» **INSTRUCTIONS TO FOLLOW**:
Convert all of the records below into a numbered list, one line per item, with blank lines left out.

Point labels for objects:
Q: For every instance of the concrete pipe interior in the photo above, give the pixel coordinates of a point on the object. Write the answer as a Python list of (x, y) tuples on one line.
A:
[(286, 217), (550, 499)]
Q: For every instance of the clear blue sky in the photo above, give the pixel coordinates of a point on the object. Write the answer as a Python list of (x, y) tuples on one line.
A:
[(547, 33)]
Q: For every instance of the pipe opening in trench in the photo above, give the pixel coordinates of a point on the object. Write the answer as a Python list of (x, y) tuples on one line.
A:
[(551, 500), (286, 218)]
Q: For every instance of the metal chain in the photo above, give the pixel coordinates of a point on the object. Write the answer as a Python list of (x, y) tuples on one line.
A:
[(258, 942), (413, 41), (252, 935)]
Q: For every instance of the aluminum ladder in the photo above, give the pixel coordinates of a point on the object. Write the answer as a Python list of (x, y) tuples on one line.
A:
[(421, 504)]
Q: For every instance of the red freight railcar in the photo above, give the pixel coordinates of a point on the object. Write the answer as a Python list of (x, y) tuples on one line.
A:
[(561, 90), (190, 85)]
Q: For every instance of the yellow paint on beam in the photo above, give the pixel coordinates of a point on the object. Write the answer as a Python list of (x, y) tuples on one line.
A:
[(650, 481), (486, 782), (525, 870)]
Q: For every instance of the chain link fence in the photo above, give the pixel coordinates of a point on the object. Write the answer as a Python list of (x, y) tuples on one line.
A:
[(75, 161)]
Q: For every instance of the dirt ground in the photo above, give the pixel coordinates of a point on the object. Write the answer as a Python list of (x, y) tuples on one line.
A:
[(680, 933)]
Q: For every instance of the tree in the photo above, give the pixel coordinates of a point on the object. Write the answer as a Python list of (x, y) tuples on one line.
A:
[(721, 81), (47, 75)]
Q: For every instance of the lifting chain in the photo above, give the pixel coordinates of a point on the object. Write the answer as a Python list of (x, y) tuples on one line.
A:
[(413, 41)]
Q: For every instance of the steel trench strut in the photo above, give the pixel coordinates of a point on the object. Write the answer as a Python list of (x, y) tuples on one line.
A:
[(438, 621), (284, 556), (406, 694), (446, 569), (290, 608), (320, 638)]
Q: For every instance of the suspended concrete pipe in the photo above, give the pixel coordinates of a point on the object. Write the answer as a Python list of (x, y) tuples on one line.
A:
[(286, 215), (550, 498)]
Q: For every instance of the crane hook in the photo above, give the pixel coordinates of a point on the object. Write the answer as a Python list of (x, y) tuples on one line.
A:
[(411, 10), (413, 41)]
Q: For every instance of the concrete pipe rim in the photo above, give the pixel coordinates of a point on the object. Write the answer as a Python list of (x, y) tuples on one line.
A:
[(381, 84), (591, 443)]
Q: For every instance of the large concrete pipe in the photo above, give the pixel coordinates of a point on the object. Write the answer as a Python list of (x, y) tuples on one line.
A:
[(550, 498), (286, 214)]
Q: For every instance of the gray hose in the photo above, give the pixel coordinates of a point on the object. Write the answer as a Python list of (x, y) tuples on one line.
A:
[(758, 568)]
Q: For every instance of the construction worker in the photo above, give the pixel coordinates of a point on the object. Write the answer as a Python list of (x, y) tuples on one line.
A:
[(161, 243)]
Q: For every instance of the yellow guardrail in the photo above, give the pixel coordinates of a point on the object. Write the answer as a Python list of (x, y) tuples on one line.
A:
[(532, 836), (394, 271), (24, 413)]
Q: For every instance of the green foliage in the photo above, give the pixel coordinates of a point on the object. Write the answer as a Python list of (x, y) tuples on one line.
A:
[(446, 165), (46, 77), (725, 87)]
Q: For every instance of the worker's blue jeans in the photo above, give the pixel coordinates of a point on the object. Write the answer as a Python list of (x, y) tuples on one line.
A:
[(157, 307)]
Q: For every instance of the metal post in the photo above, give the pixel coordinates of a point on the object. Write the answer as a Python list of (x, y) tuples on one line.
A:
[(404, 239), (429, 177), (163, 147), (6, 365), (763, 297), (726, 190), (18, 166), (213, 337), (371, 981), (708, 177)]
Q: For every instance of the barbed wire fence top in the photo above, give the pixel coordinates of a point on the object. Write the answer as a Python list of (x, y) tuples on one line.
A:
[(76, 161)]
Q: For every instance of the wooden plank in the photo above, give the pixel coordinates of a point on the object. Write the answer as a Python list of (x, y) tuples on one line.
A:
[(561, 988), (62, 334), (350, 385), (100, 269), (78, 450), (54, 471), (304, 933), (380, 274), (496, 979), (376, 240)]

» **SOLUTION FOR THIS PROBLEM**:
1. Q: For every instance of the concrete pipe interior in the photo above, give the pixel coordinates of a point on the object. Write the answer as a Python list of (x, y) tuples on one line.
2. A:
3. [(286, 217), (550, 499)]
4. Q: For every instance of the clear blue sky in the photo above, give the pixel coordinates of a point on the object. Write the answer as a Python list of (x, y) tuples on one line.
5. A:
6. [(547, 33)]
7. Q: For every instance of the pipe opening in trench in the photo above, give the pixel coordinates of a point on the object. Write the answer as a Python list of (x, y) tuples on one line.
8. A:
9. [(551, 500), (286, 218)]
10. Q: For every instance of the metal chain in the photo above, give the pixel coordinates of a point on the object. Write the answer as a Python list of (x, y) tuples on one line.
11. A:
12. [(258, 942), (413, 41), (252, 935)]
13. Q: For every instance of the aluminum ladder in the photo above, give the pixel coordinates of a point on the object. Write the answer as a Python list of (x, y) tuples on one line.
14. A:
15. [(421, 504)]
16. Q: For every instance of the red freight railcar in the photo above, give the pixel coordinates of a point on the object. Write the answer as a Python list of (x, y) tuples on one line.
17. A:
18. [(561, 90), (190, 85)]
19. Q: For every instance of the yellow paint on beam in the photo above, give the pixel coordinates of a point on the object. Write the answer as a Python list of (x, y) tuples on one line.
20. A:
21. [(650, 481), (486, 782), (525, 870)]
22. Q: For every instance of the chain link fence in the photo above, give the pixel coordinates of a point on the object. Write the answer as a Python list of (x, y) tuples on one line.
23. A:
24. [(75, 161)]
25. Q: For every instance of the dirt ground in the photo above, give the pixel coordinates of a point on the object. Write the answer as a Python list of (x, y) tuples on one line.
26. A:
27. [(680, 933)]
28. Q: For every instance of the tree in the photo above, give the pixel coordinates of a point on the object. Write the answer as a Python list of (x, y) tuples on one line.
29. A:
30. [(721, 81), (47, 75)]
31. Q: For every instance of the lifting chain in the photo above, give the pixel coordinates of a point on the object. Write the answer as a Python list of (x, y) tuples on one line.
32. A:
33. [(413, 41)]
34. Q: For every instance of the steel trench strut in the photo above, give the pixel coordinates of a point on the object. Write the answer as a Python list of (x, y) tuples on one line.
35. A:
36. [(438, 621), (284, 556), (406, 694), (446, 569), (290, 608), (320, 638)]
37. Q: For every instance of the suspended concrete pipe in the photo above, give the pixel coordinates of a point on the object. Write the answer as a Python list of (x, y) tuples on one line.
38. A:
39. [(286, 215), (550, 498)]
40. Q: For every instance of the crane hook in the photo above, give the pixel coordinates of a point on the object. Write the answer as a Python list of (x, y) tuples on one line.
41. A:
42. [(411, 10), (413, 41)]
43. Q: For every instance of the concrete pipe rim in the photo above, give the pixel coordinates of a point on the object. Write the answer as a Python list of (x, y) tuples on one line.
44. A:
45. [(381, 84), (591, 443)]
46. Q: For every instance of the large concrete pipe in the photo above, give the pixel coordinates of a point on the object. Write the answer as a Python list of (x, y) tuples on one line.
47. A:
48. [(550, 498), (286, 214)]
49. Q: For every instance of the gray hose in the photo above, give the pixel coordinates of a point on the object. Write the answer as a Python list of (x, y) tuples on one line.
50. A:
51. [(758, 568)]
52. Q: For every instance of the construction worker in the photo above, give the pixel coordinates of a point on the object. Write the answer as a Python list of (x, y) tuples on one line.
53. A:
54. [(161, 243)]
55. Q: For every instance of the yellow guardrail in the photo above, give the pixel coordinates of a point on the object. Write the answer as a Python list of (x, y) tuples on one line.
56. A:
57. [(532, 836), (394, 271), (24, 413)]
58. Q: For every instance of the green foliage in the photo above, give the pixel coordinates of a point on the object. Write the answer as a Python list of (x, y) tuples on one line.
59. A:
60. [(446, 165), (46, 77), (725, 87)]
61. Q: For every instance of the worker's blue jeans in the photo above, give the pixel coordinates of a point on the object. Write the answer as a Python list of (x, y) tuples on one line.
62. A:
63. [(157, 307)]
64. Q: For every instance of the metal post in the photo above, give the pixel coordinates of a point on the object. Write the answer as a Python list of (x, y) tuples on one line.
65. A:
66. [(404, 239), (429, 177), (163, 147), (6, 365), (763, 297), (726, 190), (18, 166), (213, 337), (371, 981), (708, 177)]
67. Q: For every instance of the barbed wire fence top in the photo above, give the pixel coordinates of a point on the object. Write the answer as a Python list of (x, y) tuples on one line.
68. A:
69. [(76, 161)]
70. Q: For every instance of the wooden plank in the photo above, give the pixel coordinates of a point on the object. Write the answer as a Python list of (x, y) tuples on one line.
71. A:
72. [(561, 988), (62, 334), (350, 385), (100, 269), (78, 450), (54, 471), (304, 933), (380, 274), (496, 979), (376, 240)]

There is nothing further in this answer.